### Instructions
A: Please set down, word for word, the part of the essay on Roger Angell and spring training between "I’m now working" and "and eternal curiosity.", inclusive.
B: Resume the essay on Roger Angell and spring training, writing on from its last sentence.

An Angell at Spring Training

Roger Angell, left, and his words always let us know when spring training has arrived. (via Karen Green)

What I know about spring training I know because of Roger Angell. With conversational elegance and a tireless spirit, he has described this annual baseball ritual as a romantic interlude, more experience than sport, that surely can’t be as romantic as Angell makes it seem.

Angell, a renowned editor and essayist at The New Yorker, has resided, figuratively, since 2014 in Cooperstown, N.Y., at the National Baseball Hall of Fame and Museum. No writer may be more deserving.

I’m now working on my sixth decade, and one of my most passionate baseball memories is the dog-eared paperback of an Angell essay collection that sat on my bedside nightstand for much of my youth. Late Innings: A Baseball Companion, published in 1982, is biblical in its importance to my lifelong embrace of the game, an irreplaceable tract of colloquial wit and human observations. People live at the center of every Angell paragraph, people with foibles and talents and stories worth telling. He writes with his eyes more than his hands, a testament to watching and listening and eternal curiosity.

It is now February, with fits of warmth sneaking through, and time to reemphasize this eternal marriage between baseball’s springtime rebirth and Angell’s words.

“These and other dull entanglements of blame and money were swiftly forgotten by me in the clubhouses and grandstands and dugouts of Arizona and Florida this year, where I was repeatedly struck by the humor and eloquence of the players and coaches (and fans and writers) whom I talked with, and by the immense variety of their attachments to this complex game. Once again, it came to me that the gentle, and nearly meaningless, competition in the Cactus and Grapefruit Leagues provides a wonderful quiet space in which we can listen to the true voices of baseball, which are silent in winter and are not always heard in the heat and roar of the summer races.”

Angell, now 99, wrote that passage in March 1978 for a New Yorker essay entitled “Voices of Spring.” I can almost recite it from memory, as if it were the Pledge of Allegiance or the Boy Scout Honor Code. Its final sentence is one of the countless he’s written that cause dreams of springs spent not so much in the early year sunshine but enjoying “the true voices of baseball” — voices I’m not sure exist elsewhere and that seem distressingly absent in the modern game.

It’s debatable that such a “wonderful quiet space” still lives in today’s spring training. The tickets are too expensive, the stadiums too fancy, the experience too corporate. After leaving Disney’s Wide World of Sports near Orlando, the Atlanta Braves this spring are training in a new $139 million complex in North Port, Florida.; plans are under way for $108 million of improvements to the Jupiter, Florida, home of the St. Louis Cardinals and Miami Marlins; renovations to the Florida complexes of the New York Mets (at $57 million) and Toronto Blue Jays (at $102 million) are being unveiled this month.

That’s a stark contrast with Angell’s description of aging parks and geriatric fans and wooden bleachers, which evoke an invitation to something casual, a picnic in the sun. It makes me want to go, and now.

“Big-league ball on the west coast of Florida is a spring sport played by the young for the divertissement of the elderly — a sun-warmed, sleepy exhibition celebrating the juvenescence of the year and the senescence of the fans. Although Florida newspapers print the standings of the clubs in the Grapefruit League every day, none of the teams tries especially hard to win; managers are looking hopefully at their rookies and anxiously at their veteran stars, and by the seventh or eighth inning, no matter what the score, most of the regulars are back in the hotel or driving out to join their families on the beach, their places taken by youngsters up from the minors. The spectators accept this without complaint. Their loyalty to the home club is gentle and unquestioning, and their afternoon pleasure appears scarcely affected by victory or defeat.”

### Dataset content
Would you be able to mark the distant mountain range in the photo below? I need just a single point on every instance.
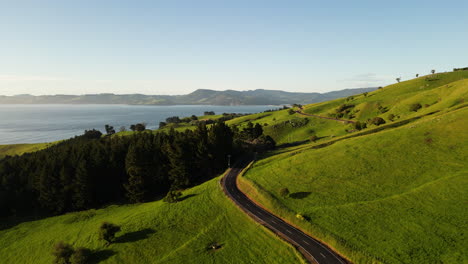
(198, 97)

### Answer list
A:
I’m now working on my sixth decade, and one of my most passionate baseball memories is the dog-eared paperback of an Angell essay collection that sat on my bedside nightstand for much of my youth. Late Innings: A Baseball Companion, published in 1982, is biblical in its importance to my lifelong embrace of the game, an irreplaceable tract of colloquial wit and human observations. People live at the center of every Angell paragraph, people with foibles and talents and stories worth telling. He writes with his eyes more than his hands, a testament to watching and listening and eternal curiosity.

B:
Angell writes about spring training as if it’s unobtainable to the masses, a Utopian experience reserved for Florida and Arizona retirees who have been given a golden gift others cherish from afar. He notices what others miss, or so it seems. In “The Old Folks Behind Home,” a March 1962 New Yorker essay included in 1984’s The Summer Game, Angell described the atmosphere at Payne Park in Sarasota, the longtime — and former — training ground of the Boston Red Sox. When the Red Sox moved to the Cactus League, the Chicago White Sox left Tampa and took up residence in Sarasota.

Angell noticed that framed photographs of Bobby Doerr and Dom DiMaggio still hung on the wall of a Sarasota establishment, the Beach Club Bar. At a White Sox game that day, Angell noted that a young boy still wore his Sox cap — the Boston version. “But these are the only evidences of disaffection and memory, and the old gentlemen filing into the park before the game now wear baseball caps with the White Sox insigne above the bill,” he wrote.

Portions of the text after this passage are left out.